## What to work on:
Send back the entries below exactly as they appear.

[Saved entries]
☆ ☆ ☆
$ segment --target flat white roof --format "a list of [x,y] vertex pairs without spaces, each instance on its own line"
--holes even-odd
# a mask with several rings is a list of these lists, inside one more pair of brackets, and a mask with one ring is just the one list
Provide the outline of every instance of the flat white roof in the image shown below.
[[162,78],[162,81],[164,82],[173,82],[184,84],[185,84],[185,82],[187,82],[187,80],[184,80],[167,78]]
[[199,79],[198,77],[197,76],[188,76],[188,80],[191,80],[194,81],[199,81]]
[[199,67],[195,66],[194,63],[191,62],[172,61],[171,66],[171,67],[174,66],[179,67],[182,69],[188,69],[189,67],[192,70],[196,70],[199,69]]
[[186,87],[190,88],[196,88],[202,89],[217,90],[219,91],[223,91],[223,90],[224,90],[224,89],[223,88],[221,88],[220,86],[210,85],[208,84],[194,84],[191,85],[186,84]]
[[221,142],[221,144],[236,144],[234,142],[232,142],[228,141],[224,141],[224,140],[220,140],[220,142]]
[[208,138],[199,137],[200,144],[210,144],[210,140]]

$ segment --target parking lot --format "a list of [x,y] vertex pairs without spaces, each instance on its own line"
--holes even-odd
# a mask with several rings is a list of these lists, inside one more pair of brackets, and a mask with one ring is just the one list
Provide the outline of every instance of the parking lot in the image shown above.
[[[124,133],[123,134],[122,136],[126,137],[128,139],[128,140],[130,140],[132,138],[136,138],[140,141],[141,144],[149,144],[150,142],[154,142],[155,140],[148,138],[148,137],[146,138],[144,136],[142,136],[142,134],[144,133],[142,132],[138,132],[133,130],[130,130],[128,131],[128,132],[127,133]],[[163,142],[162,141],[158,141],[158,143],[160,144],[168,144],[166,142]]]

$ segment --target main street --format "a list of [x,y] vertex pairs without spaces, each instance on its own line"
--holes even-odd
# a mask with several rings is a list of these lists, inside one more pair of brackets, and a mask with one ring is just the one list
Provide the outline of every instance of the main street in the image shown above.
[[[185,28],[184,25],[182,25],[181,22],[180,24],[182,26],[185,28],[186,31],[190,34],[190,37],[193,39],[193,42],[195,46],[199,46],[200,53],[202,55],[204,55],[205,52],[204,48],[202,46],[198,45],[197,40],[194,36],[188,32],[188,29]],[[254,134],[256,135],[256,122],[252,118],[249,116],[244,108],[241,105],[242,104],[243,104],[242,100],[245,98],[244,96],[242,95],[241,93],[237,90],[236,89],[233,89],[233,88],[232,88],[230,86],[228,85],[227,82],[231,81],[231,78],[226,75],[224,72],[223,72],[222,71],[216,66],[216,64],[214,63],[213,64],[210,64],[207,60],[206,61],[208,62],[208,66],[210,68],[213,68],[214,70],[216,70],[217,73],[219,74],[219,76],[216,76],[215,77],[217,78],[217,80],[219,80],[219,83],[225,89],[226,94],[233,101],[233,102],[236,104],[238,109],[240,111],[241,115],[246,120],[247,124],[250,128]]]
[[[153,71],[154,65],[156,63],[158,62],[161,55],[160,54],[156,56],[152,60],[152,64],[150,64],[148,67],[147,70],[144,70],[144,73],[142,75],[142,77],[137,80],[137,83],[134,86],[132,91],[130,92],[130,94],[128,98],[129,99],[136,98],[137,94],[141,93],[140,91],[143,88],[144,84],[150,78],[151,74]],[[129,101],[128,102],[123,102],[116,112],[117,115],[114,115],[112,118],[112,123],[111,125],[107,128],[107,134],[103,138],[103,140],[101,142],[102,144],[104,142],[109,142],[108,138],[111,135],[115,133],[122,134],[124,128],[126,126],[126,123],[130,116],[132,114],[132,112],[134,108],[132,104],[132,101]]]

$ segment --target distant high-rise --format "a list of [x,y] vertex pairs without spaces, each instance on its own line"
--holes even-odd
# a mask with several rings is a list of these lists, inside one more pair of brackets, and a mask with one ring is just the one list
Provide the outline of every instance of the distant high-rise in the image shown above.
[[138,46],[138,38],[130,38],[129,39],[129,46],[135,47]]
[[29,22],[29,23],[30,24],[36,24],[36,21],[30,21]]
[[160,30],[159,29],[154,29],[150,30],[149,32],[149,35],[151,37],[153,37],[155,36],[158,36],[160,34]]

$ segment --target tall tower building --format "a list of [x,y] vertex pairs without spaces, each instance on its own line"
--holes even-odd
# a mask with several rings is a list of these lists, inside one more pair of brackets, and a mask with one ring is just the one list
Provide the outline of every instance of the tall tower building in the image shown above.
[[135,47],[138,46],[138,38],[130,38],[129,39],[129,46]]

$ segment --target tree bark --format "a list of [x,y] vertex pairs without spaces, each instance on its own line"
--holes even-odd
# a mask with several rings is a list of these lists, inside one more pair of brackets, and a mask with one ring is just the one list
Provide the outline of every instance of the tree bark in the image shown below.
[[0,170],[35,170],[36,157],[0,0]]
☆ ☆ ☆
## The response:
$ segment --target flat white roof --format "a list of [x,y] vertex pairs without spaces, each instance on its own line"
--holes even-odd
# a mask with several rings is a list of these lists, inside one more pair of brackets, and a mask with one ring is just the one list
Provide the outline of every instance of the flat white roof in the image shown below.
[[162,78],[162,81],[164,82],[173,82],[184,84],[185,84],[185,82],[187,82],[187,80],[184,80],[167,78]]
[[199,79],[198,77],[197,76],[188,76],[188,80],[191,80],[194,81],[199,81]]
[[199,67],[195,66],[194,63],[191,62],[172,61],[171,66],[171,67],[174,66],[179,67],[182,69],[188,69],[189,67],[192,70],[196,70],[199,69]]
[[186,87],[190,88],[196,88],[202,89],[217,90],[219,91],[223,91],[223,90],[224,90],[224,89],[223,88],[221,88],[220,86],[210,85],[208,84],[194,84],[191,85],[186,84]]
[[221,142],[221,144],[236,144],[234,142],[232,142],[228,141],[224,141],[224,140],[220,140],[220,142]]
[[208,138],[199,137],[200,144],[210,144],[210,140]]

$ segment --target parking lot --format "a list of [x,y] vertex pairs without spaces, each instance on its own line"
--holes even-odd
# a mask with several rings is a list of these lists, inside one more pair of brackets, and a mask with one ring is just the one list
Provide the outline of every instance of the parking lot in the image shown above.
[[[124,133],[123,134],[122,136],[126,137],[128,139],[128,140],[130,140],[132,138],[136,138],[140,141],[141,144],[149,144],[150,142],[154,142],[155,140],[148,138],[148,137],[146,138],[144,136],[142,136],[142,134],[144,133],[142,132],[138,132],[133,130],[130,130],[128,131],[128,132],[127,133]],[[163,142],[162,141],[158,141],[158,143],[160,144],[168,144],[166,142]]]

$ segment --target main street --format "a list of [x,y] vertex pairs without spaces, each instance on its own line"
--holes even-odd
# a mask with several rings is a list of these lists, inside one more pair of brackets, and a mask with one ring is just the one list
Provide the outline of every instance of the main street in the image shown above.
[[[185,28],[184,25],[182,25],[181,22],[180,24],[182,26],[185,28],[186,31],[190,34],[190,37],[193,39],[193,42],[195,46],[199,46],[200,53],[202,55],[204,55],[205,52],[204,48],[202,46],[198,45],[197,40],[194,36],[188,32],[188,29]],[[254,134],[256,135],[256,122],[252,118],[249,116],[244,108],[241,105],[242,104],[243,104],[242,100],[245,98],[244,96],[242,95],[241,93],[237,90],[236,89],[233,89],[233,88],[232,88],[230,86],[228,85],[227,82],[231,81],[231,78],[226,75],[224,72],[223,72],[222,71],[216,66],[216,64],[214,63],[213,64],[210,64],[207,60],[206,61],[208,62],[208,66],[210,68],[213,68],[214,70],[216,70],[217,73],[219,74],[219,76],[216,76],[215,77],[217,78],[217,80],[219,80],[219,83],[225,89],[226,94],[233,101],[233,102],[236,104],[238,109],[240,111],[241,115],[246,120],[247,124],[250,128]]]
[[[153,71],[154,65],[156,63],[158,62],[161,55],[160,54],[156,56],[152,60],[152,64],[150,64],[148,67],[147,70],[144,70],[144,73],[142,75],[142,77],[137,80],[137,83],[134,86],[132,91],[130,92],[130,94],[128,98],[129,99],[136,98],[137,94],[141,93],[140,91],[143,88],[144,84],[150,78],[151,74]],[[129,101],[128,102],[123,102],[116,112],[117,115],[114,115],[112,118],[112,123],[111,125],[107,128],[107,134],[103,138],[103,140],[101,142],[102,144],[104,142],[109,142],[108,138],[111,135],[115,133],[122,134],[124,128],[126,126],[126,123],[130,116],[132,114],[132,112],[134,108],[132,104],[132,101]]]

$ segment --target distant high-rise --format "a list of [x,y] vertex pairs without spaces, each instance on its own line"
--holes even-odd
# a mask with several rings is a list of these lists, inside one more pair of brackets, and a mask with one ring is just the one list
Provide the outline of every instance of the distant high-rise in the image shown above.
[[138,46],[138,38],[130,38],[129,39],[129,46],[135,47]]
[[29,22],[29,23],[30,24],[36,24],[36,21],[30,21]]
[[160,30],[159,29],[154,29],[150,30],[149,32],[149,35],[151,37],[153,37],[155,36],[158,36],[160,34]]

$ segment --target tall tower building --format "a list of [x,y] vertex pairs without spaces, each instance on its own line"
--holes even-odd
# a mask with several rings is a list of these lists, inside one more pair of brackets, and a mask with one ring is just the one list
Provide the outline of every instance of the tall tower building in the image shown above.
[[135,47],[138,46],[138,38],[130,38],[129,39],[129,46]]

$ segment --target tree bark --format "a list of [x,y] vertex pairs without spaces, each instance on its own line"
--holes even-odd
# a mask with several rings is a list of these lists, inside one more pair of brackets, and a mask with one ring is just the one list
Provide the outline of every instance of the tree bark in the image shown below.
[[0,170],[35,170],[36,157],[0,0]]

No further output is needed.